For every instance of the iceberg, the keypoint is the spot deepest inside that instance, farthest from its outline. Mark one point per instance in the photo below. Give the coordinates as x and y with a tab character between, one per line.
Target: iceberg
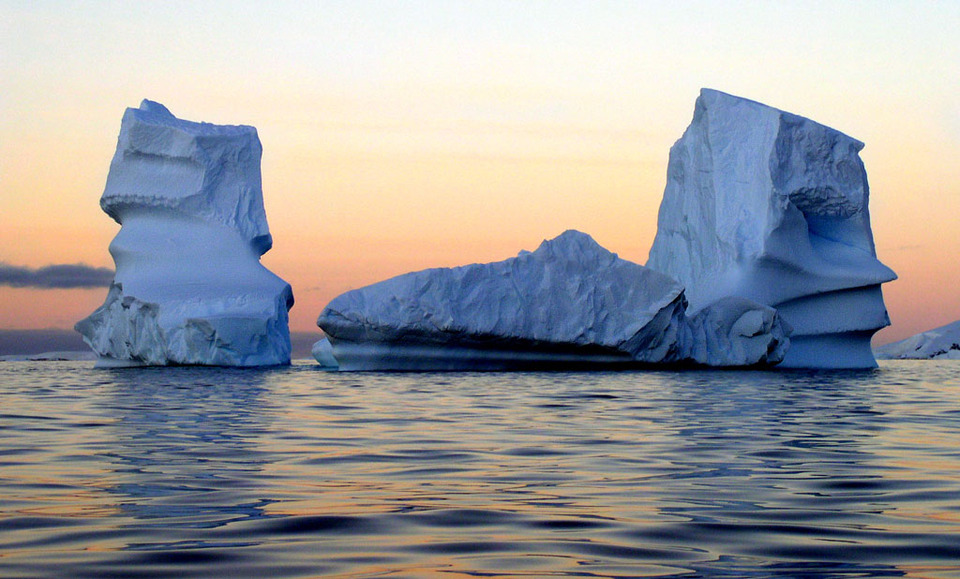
941	343
189	287
773	207
569	304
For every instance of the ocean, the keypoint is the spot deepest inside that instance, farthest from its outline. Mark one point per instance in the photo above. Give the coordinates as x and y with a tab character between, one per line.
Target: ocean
298	472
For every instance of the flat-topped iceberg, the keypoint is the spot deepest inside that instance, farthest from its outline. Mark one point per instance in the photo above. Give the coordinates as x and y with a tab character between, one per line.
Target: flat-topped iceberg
189	287
772	207
941	343
569	304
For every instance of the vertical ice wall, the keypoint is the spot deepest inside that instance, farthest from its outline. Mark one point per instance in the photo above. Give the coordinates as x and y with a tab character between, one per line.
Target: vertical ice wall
773	207
189	287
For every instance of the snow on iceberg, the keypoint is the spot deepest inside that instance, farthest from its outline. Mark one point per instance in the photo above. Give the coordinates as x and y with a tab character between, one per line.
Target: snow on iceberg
770	206
941	343
189	287
734	331
570	303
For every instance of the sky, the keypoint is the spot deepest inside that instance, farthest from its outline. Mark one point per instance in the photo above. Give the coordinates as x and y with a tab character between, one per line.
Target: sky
404	135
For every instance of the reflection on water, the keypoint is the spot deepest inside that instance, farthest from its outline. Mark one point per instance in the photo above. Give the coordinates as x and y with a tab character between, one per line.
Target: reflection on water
299	473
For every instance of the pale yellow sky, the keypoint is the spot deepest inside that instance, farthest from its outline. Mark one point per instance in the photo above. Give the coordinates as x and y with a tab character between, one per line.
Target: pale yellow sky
399	136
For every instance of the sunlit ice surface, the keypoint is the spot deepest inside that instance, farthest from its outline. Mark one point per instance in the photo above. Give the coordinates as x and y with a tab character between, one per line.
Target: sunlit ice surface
297	472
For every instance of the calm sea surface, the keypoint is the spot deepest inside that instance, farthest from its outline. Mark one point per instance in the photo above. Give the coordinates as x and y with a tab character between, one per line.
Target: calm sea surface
296	472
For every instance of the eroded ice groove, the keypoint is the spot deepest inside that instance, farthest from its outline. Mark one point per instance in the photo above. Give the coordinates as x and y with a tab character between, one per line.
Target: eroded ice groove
189	287
569	303
941	343
773	207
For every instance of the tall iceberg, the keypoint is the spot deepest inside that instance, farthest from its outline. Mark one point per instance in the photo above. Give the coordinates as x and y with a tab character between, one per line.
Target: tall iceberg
941	343
570	303
772	207
189	287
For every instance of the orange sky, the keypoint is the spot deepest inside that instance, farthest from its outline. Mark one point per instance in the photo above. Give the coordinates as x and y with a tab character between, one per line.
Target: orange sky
403	136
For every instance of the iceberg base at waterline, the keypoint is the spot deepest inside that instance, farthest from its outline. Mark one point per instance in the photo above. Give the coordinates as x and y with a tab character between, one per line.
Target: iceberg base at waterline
189	288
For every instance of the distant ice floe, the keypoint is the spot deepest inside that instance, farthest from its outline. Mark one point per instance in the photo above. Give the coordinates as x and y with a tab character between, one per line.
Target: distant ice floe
189	287
770	206
941	343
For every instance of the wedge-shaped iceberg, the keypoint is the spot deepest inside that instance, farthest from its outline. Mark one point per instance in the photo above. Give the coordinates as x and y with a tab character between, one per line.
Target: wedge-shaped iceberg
735	331
941	343
570	303
770	206
189	287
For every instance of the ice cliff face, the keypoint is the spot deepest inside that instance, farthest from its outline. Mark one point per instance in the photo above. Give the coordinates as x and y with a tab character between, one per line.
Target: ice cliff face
189	287
941	343
769	206
570	302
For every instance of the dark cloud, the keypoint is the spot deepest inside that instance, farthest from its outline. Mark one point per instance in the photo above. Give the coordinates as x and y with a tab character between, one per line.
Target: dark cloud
56	276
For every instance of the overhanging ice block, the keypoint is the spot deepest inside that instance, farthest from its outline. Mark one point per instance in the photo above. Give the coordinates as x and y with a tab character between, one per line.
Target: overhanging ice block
770	206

● **Task directions**
Copy out all of the lines above word for word, and leave the pictures out.

● **Correct answer**
For every instance of the iceberg, the keypoint is the spot deepest inside that instance, farthest from its outline. Mark one point per instance in the photo below. Give the coordinates as x and y with a tab character between, one per line.
Target: iceberg
941	343
189	287
773	207
569	304
For every instance of the ocean, the keypoint is the spot deepest inside that instance, farthest from its outline. Mark one point per instance in the photo above. Give the coordinates as x and y with a tab character between, one per line.
Target: ocean
298	472
For every instance of the flat-topped iceberg, the keypoint is the spot deepest inside that instance, farthest from its outline. Mark one point per instance in the photo above. Give the coordinates as x and y with a tab character between, one per line.
Target: flat-topped iceberg
189	287
772	207
941	343
569	304
For every instance of the vertical ice wall, the keypoint is the spot deepest inside that instance, farthest from its outline. Mark one point per instance in the photo above. Give the coordinates as x and y with a tab character between, one per line.
Target: vertical ice wall
773	207
189	287
For every instance of the snow on iceberg, the keypoint is the spot deepest inside that instance, farthest from its outline. Mark one point per instance in the photo above. Give the coordinates as x and y with a tab character between, one per line.
Target: snow on iceberg
770	206
941	343
189	287
734	331
570	303
For every instance of the sky, the keypoint is the spot deepest inside that instance, farthest from its outline. Mark one point per instance in the photo above. Give the coordinates as x and y with a tab character between, one per line.
Target: sky
404	135
For every instance of the reflection on water, the keypoint is the spot deepest inside that instance, farthest from its outline. Mark one point per instance in the photo above. Give the coordinates as x and y with a tab character between, one per line.
Target: reflection on water
299	473
For every instance of the pale yellow sky, the keypoint is the spot deepest inside that instance, farthest from its outline. Mark one point per instance in the photo above. Give the coordinates as x and y with a tab character between, one per line.
Target: pale yellow sky
399	136
For every instance of the sunlit ice surface, the keypoint is the spot deepest inside that instance, farthest from its outline. Mark one point per instance in the photo above. Give the coordinates as x and y with a tab character between, one per line.
Target: sunlit ice surface
297	472
For every instance of the calm sea surface, the keypoint is the spot deepest inside that instance, farthest from its outline. Mark one point per instance in the photo above. Give the coordinates as x and y with a tab character between, one per line.
Target: calm sea surface
296	472
For every instance of the eroded ice groove, the keypoint is the spot deepest inside that instance, farthest from its outline. Mark one point per instance in the photo above. Give the coordinates as x and y with a tab character between, one per line.
Target: eroded ice groove
189	287
569	303
941	343
773	207
For every instance of the tall iceberg, the keypoint is the spot deepest inside that instance, farthest from its outline. Mark one point per instance in the photo above. Give the coordinates as x and y with a tab character between, one per line.
Target: tall iceberg
941	343
570	303
772	207
189	287
For every instance of the orange sky, the keypoint is the spot deepest inside that instance, farthest from its outline. Mark one point per instance in the photo above. Give the coordinates as x and y with a tab character between, one per line.
Target: orange sky
403	136
For every instance of the iceberg base at waterline, the keypoint is the spot deepest inside that instance, farthest from its outline. Mark one point per instance in the photo above. Give the coordinates as x and y with a tab character between, one per line.
Target: iceberg base at waterline
189	288
For every instance of the distant ice floe, the keypoint is the spot deepest inside that instance, farthest from its outline. Mark one point per instance in the photo above. Give the coordinates as x and y with a tab character between, one per line.
Target: distant ice floe
189	287
770	206
941	343
For every instance of the wedge-shaped iceberg, the keypoint is the spot deepest inside that instance, farthest from its outline. Mark one point per instance in the photo above. Give the coordinates as x and y with a tab character between, one per line.
Target: wedge-shaped iceberg
735	331
941	343
570	303
770	206
189	287
For every instance of the ice cliff face, the keypoint is the spot deepest inside that instance, farthest from its outline. Mark one point per instance in the photo above. Give the coordinates as x and y with a tab character between, one per line.
Target: ice cliff face
189	287
941	343
769	206
570	302
For every instance of the dark cloud, the keypoint is the spot deepest inside that instance, farthest from its outline. Mark one point per instance in the photo above. Give the coordinates as x and y with a tab character between, one per line.
Target: dark cloud
56	276
For every instance of the overhanging ice block, the keypoint is the spot deepest inside that instance, farthest from its outline. Mark one point per instance in the photo above. Give the coordinates as x and y with a tab character between, one per line.
Target: overhanging ice block
770	206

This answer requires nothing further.